_STATED TASK:_
Please give the records below as a two-column CSV with the columns text and answer, starting with the line containing "of the glass" and going on through the end of the records. Each row holds one text and the points that follow it, each in its own quoted field, with line breaks turned into spaces.

_ITEMS:_
::::::
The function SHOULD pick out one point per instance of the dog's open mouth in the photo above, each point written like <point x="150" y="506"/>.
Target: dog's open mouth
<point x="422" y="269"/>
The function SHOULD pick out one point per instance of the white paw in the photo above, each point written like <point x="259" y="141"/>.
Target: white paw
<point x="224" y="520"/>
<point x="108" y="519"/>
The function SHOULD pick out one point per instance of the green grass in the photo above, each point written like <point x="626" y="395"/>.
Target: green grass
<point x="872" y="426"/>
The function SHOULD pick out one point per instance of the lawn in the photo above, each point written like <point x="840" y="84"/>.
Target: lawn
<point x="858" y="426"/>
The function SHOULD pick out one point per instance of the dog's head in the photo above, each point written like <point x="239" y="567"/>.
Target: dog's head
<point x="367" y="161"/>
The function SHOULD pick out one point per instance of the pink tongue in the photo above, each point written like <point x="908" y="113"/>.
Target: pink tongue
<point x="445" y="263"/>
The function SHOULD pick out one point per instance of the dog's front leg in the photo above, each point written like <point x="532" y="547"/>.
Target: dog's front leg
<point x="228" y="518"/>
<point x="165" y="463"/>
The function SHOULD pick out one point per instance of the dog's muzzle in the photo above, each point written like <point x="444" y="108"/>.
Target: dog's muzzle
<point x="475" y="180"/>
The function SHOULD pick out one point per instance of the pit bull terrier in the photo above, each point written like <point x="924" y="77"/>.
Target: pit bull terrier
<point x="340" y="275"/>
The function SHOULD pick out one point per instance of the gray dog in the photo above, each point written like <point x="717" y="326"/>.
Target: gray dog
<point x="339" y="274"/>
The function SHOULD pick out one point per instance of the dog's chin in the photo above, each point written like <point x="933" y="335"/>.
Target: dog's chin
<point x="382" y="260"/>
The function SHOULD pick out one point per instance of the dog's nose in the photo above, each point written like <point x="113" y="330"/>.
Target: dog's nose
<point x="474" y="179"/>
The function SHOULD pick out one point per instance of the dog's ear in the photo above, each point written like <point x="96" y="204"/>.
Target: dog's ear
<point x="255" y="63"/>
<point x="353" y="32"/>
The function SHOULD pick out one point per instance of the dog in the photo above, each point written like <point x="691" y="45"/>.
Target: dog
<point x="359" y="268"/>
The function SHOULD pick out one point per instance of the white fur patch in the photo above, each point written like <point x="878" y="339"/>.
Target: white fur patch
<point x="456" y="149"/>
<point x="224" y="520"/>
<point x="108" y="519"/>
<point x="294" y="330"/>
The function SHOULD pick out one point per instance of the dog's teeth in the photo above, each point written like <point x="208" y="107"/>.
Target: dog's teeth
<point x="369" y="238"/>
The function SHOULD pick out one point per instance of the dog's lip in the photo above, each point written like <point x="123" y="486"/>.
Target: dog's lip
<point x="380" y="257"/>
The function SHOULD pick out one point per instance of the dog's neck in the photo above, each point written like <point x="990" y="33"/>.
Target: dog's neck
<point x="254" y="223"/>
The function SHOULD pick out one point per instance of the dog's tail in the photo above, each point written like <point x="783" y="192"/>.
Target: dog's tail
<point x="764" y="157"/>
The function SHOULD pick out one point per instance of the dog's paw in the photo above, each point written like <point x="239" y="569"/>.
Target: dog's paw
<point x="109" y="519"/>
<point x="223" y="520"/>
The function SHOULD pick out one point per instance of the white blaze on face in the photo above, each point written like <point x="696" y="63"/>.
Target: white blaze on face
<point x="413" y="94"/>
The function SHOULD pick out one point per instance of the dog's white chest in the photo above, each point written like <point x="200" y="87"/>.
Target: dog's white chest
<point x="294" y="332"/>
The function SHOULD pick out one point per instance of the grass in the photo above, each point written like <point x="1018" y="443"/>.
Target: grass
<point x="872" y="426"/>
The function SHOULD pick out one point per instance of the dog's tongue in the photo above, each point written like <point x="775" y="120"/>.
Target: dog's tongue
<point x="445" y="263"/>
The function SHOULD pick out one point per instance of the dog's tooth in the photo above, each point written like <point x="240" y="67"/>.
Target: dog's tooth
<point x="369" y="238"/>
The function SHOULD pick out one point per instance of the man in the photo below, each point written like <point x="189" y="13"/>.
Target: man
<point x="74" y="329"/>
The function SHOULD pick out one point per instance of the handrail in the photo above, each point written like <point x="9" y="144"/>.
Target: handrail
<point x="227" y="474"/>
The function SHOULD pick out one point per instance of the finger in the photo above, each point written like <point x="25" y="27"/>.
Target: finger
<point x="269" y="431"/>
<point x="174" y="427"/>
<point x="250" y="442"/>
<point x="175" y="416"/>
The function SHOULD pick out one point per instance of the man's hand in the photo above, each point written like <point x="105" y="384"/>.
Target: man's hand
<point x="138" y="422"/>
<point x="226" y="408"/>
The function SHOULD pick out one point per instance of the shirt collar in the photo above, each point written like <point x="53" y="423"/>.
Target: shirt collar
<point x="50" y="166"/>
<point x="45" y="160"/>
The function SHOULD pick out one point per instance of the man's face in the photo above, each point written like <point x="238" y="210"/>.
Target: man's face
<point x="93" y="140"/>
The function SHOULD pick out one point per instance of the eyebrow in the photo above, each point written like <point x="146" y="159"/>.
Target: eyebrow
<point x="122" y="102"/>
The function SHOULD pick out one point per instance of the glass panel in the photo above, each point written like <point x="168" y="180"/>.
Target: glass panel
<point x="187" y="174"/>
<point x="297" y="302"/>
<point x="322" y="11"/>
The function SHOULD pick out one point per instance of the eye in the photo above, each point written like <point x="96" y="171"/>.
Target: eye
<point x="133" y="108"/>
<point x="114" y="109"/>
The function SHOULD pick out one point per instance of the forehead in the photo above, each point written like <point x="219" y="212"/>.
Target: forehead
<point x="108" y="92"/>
::::::
_THE RESULT:_
text,answer
"The function SHOULD pick out one point per instance of the glass panel in the photo above, each point written like <point x=""168"" y=""180""/>. Target: glass panel","<point x=""187"" y=""174""/> <point x=""297"" y=""302""/> <point x=""322"" y=""11""/>"
"The function SHOULD pick out one point per instance of the eye in the photo above, each point written like <point x=""96"" y=""171""/>. Target: eye","<point x=""133"" y=""108""/> <point x=""114"" y=""109""/>"
"The function SHOULD pick out one point per instance of the forehead in the photo above, each point written like <point x=""219"" y=""212""/>. Target: forehead","<point x=""108"" y=""92""/>"